**WHAT YOU ARE ASKED TO DO:** Can you copy out each of the rows below word for word, leaving nothing out and changing nothing?

------------------------------------------------

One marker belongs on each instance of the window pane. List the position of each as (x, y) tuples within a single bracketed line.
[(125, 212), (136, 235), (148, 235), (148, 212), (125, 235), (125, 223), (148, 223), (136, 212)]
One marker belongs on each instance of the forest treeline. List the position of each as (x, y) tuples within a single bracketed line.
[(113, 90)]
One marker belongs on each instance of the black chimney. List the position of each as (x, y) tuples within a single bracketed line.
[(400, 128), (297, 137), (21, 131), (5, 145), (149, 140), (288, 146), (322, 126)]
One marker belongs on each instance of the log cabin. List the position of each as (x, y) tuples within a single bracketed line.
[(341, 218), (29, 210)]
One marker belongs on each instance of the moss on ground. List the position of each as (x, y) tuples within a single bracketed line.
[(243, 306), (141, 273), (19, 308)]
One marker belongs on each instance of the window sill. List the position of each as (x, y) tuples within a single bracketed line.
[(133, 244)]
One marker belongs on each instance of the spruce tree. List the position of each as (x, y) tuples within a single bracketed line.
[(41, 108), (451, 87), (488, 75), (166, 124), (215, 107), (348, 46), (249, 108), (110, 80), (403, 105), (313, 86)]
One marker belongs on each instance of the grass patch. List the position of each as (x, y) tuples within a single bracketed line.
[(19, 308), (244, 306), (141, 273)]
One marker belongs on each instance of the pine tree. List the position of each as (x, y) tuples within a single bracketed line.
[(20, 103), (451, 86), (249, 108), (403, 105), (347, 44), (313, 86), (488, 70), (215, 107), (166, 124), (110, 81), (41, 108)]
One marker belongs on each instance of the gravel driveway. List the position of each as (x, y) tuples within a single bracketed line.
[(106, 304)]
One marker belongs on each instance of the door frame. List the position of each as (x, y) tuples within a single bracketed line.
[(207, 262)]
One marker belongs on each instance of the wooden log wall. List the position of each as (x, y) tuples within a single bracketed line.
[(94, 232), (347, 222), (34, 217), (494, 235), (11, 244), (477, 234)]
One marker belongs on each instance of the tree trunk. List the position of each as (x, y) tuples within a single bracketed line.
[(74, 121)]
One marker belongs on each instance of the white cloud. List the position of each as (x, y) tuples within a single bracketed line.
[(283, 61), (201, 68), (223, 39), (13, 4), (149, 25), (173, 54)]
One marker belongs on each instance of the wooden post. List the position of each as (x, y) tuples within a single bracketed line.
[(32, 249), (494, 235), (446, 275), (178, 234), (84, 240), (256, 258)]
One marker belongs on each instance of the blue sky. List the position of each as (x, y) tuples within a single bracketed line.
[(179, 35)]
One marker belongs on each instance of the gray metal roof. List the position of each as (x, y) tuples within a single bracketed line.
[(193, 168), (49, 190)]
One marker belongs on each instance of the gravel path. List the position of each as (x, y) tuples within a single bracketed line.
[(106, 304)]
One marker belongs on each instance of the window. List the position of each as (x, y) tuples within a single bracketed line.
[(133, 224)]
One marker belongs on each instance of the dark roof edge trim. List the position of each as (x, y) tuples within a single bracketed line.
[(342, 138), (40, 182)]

------------------------------------------------

**WRITTEN ANSWER:**
One marker belongs on each instance of the window pane. List the position of each as (x, y) tuples within a single bracketed line.
[(125, 212), (136, 235), (148, 235), (148, 212), (125, 235), (125, 223), (148, 223), (136, 212)]
One marker belongs on each instance of the forest treeline. List the position of each as (x, y) tuples within a single bracketed line.
[(113, 90)]
One marker belongs on each instance of the black chimney. List the position of each as (x, y) tuples within a single bracketed line.
[(400, 128), (297, 137), (21, 131), (5, 145), (149, 140), (288, 146), (322, 126)]
One marker belongs on each instance of the log cabin. List the position of each as (x, y) tuples within a single bracketed line.
[(341, 218), (29, 210)]
One marker belongs on each instance of the moss on ground. List the position of each as (x, y) tuples within a single bracketed line.
[(243, 306), (141, 273), (19, 308)]
One marker belongs on each instance of the window sill. List the position of each as (x, y) tuples within a single bracketed line.
[(133, 244)]
One marker belongs on each instance of the spruce tree. List the position of each as (x, y) tuples within a single bracketed line.
[(41, 108), (451, 87), (488, 75), (166, 124), (215, 107), (348, 46), (249, 108), (110, 80), (403, 105), (313, 86)]
One marker belongs on each instance of the grass patch. List the position of each as (x, y) tuples within a single bracketed line.
[(19, 308), (244, 306), (141, 273)]
One marker belongs on each instance of the pine tree. List the position of each as (x, y) tuples within a single bracketed line.
[(20, 103), (451, 86), (249, 108), (403, 105), (347, 44), (313, 86), (488, 70), (215, 107), (166, 124), (110, 81), (41, 108)]
One marker belongs on each instance of the gravel driveway. List the position of each as (x, y) tuples within a single bracketed line.
[(106, 304)]
One marker belongs on each instance of the door frame. List the position of each as (x, y) tuples within a single bracketed line.
[(207, 262)]
One marker belongs on each instance of the wooden log wall. List the position of each as (x, y) tuples within a single bracketed line.
[(94, 232), (347, 222), (34, 217), (494, 235), (11, 244), (477, 234)]
One marker belongs on each instance of the tree trunk. List the position of each as (x, y) tuples within a single bracketed line.
[(74, 121)]
One marker belongs on each instance of the white cloud. List the position of each as (x, y) tuples within a single bracketed line.
[(283, 61), (201, 68), (223, 39), (13, 4), (149, 25), (173, 54)]
One marker belongs on each instance of the wooden post. List the position of each as (x, y) tuples within a single bracketed line.
[(32, 249), (494, 235), (446, 275), (178, 234), (84, 240), (256, 258)]
One marker belongs on each instance of the blue sky. List the position of each as (x, y) tuples within a single bracketed line.
[(179, 35)]
One marker belongs on each instance of the gray metal roof. List the position of each as (x, y) tuples within a single bracketed line.
[(193, 168), (49, 190)]
One marker belongs on each instance of the gravel path. List the position of each as (x, y) tuples within a single bracketed line.
[(106, 304)]
One marker belongs on each instance of the window. List the position of each as (x, y) tuples within a single bracketed line.
[(133, 224)]
One marker belongs on each instance of the dark roof edge trim. List the position of each as (x, y) tuples within a single bracketed line.
[(342, 138), (40, 182)]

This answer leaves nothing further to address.